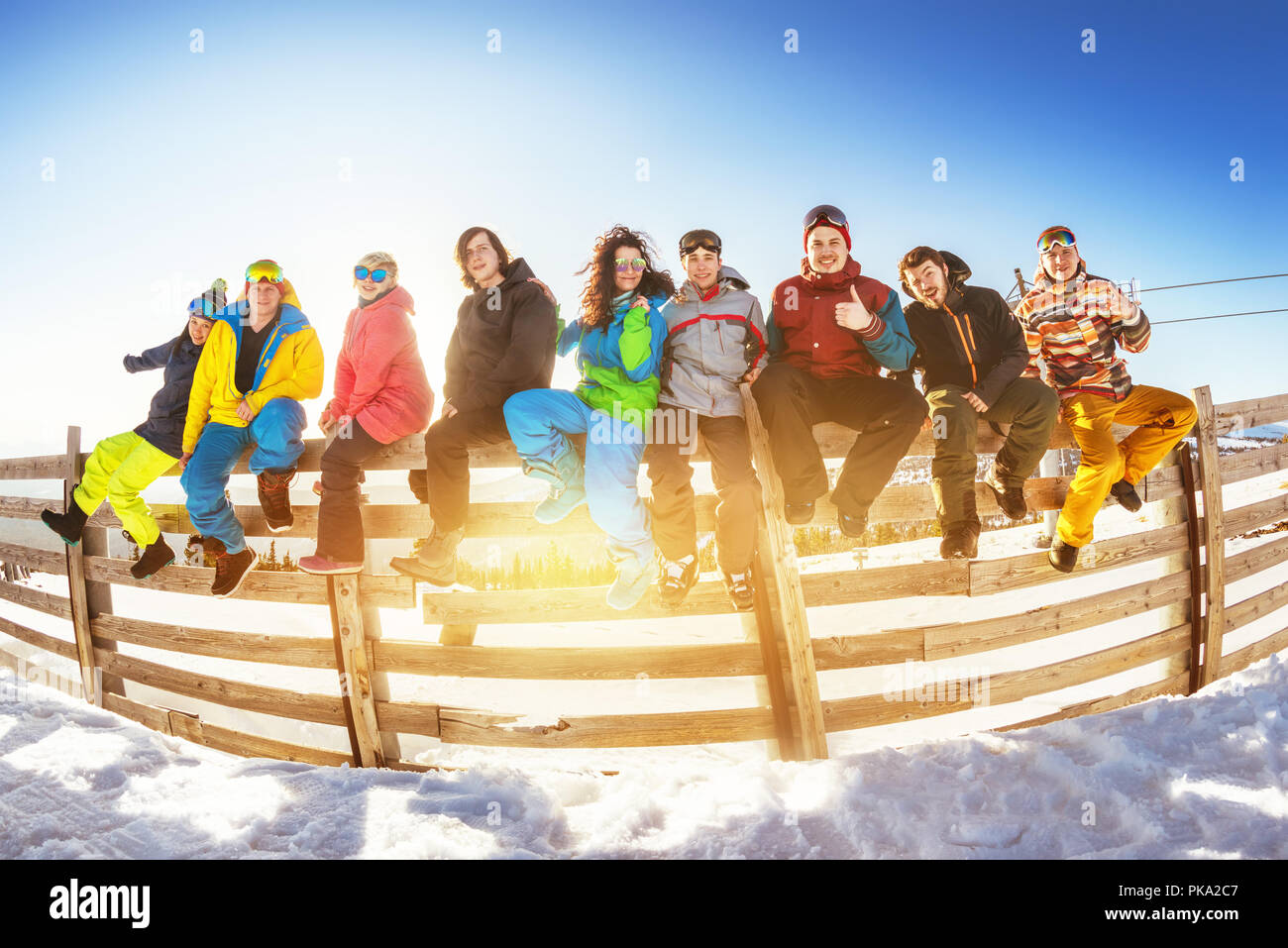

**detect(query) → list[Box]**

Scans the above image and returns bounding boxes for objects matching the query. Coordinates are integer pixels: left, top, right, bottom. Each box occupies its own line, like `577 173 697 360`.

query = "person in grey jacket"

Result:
644 229 768 610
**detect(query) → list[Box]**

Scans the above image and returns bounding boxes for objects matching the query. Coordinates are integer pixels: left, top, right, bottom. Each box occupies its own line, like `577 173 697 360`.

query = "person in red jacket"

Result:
751 203 926 539
300 252 434 575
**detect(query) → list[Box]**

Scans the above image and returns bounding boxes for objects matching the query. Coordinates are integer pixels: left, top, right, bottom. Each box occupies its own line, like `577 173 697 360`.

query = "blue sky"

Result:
0 3 1288 454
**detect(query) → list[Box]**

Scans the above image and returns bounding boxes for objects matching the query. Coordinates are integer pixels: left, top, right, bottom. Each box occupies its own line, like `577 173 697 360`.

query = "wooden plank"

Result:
373 639 764 682
1225 582 1288 632
811 629 926 671
0 616 80 662
1221 627 1288 675
921 571 1190 661
421 579 733 625
1194 385 1227 686
738 382 827 760
98 652 344 726
77 557 415 609
1223 493 1288 537
802 559 970 606
0 455 67 480
0 544 67 576
439 707 776 747
1225 536 1288 582
0 580 72 619
970 523 1189 596
90 616 335 669
103 694 349 767
823 625 1190 732
1219 445 1288 484
376 699 439 737
738 551 802 760
330 576 385 767
995 671 1189 732
0 497 53 517
1205 386 1288 435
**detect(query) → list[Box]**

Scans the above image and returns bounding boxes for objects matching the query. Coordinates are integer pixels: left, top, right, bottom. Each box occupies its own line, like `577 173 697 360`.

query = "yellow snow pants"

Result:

**********

▸ **EXERCISE GOAL**:
Set out every line of the records above as a numbered list, omitting blank lines and leaving the pictures out.

▸ **RESPONSE**:
1. **detect(query) → list[Box]**
2. Scans the above image and returns bounding boxes for objects matching the query. Coordinates are integer pixels: left, top, right, bottom. Each box occupies its own line, like `577 173 697 360`.
3. query = "person in grey jacket"
4. Result:
5. 644 229 768 610
6. **detect(query) → list[Box]**
7. Scans the above image and returns bounding boxes for objects matching the query. Coordinates are integer pixels: left, top, right, bottom. Each box occupies its own line, like `577 173 697 360`.
8. query = "person in red jacket"
9. Result:
10. 751 203 926 539
11. 300 252 434 575
12. **detect(query) → list[Box]**
13. Scans the above image and returns bounding boxes for objects matching the query. Coordinates are integer pixels: left, top, right, bottom. Each box occupies its own line, like `577 173 697 360`.
14. query = "blue sky"
15. Result:
16. 0 3 1288 454
17. **detect(query) → list[Box]**
18. Scans the above image and returns bounding boxes for objects matching the query. Coordinates are integer pixels: left, top, right, bottom. Each box occupies its own line, like `577 173 697 360`.
19. query = "wooden plank"
20. Result:
21. 373 639 764 682
22. 1225 582 1288 632
23. 811 629 926 671
24. 0 616 80 662
25. 1221 627 1288 675
26. 921 571 1190 661
27. 421 579 733 625
28. 1194 385 1227 686
29. 738 382 827 760
30. 98 652 344 726
31. 77 557 415 609
32. 1223 493 1288 537
33. 802 559 970 606
34. 0 455 67 480
35. 0 544 67 576
36. 439 707 776 747
37. 1225 536 1288 582
38. 0 580 72 619
39. 970 523 1189 596
40. 90 616 335 669
41. 103 694 349 767
42. 823 625 1190 732
43. 1219 445 1288 484
44. 376 699 439 737
45. 738 551 802 760
46. 330 576 385 767
47. 995 671 1189 732
48. 0 497 53 517
49. 1205 386 1288 435
50. **detect(query) → list[Box]**
51. Scans the above image and returns bounding boxes for objects matching the query. Coordinates are integer pixels: left, top, right, bottom. Each box occupies its own line, like `577 173 697 360`.
52. query = "yellow snow pants"
53. Result:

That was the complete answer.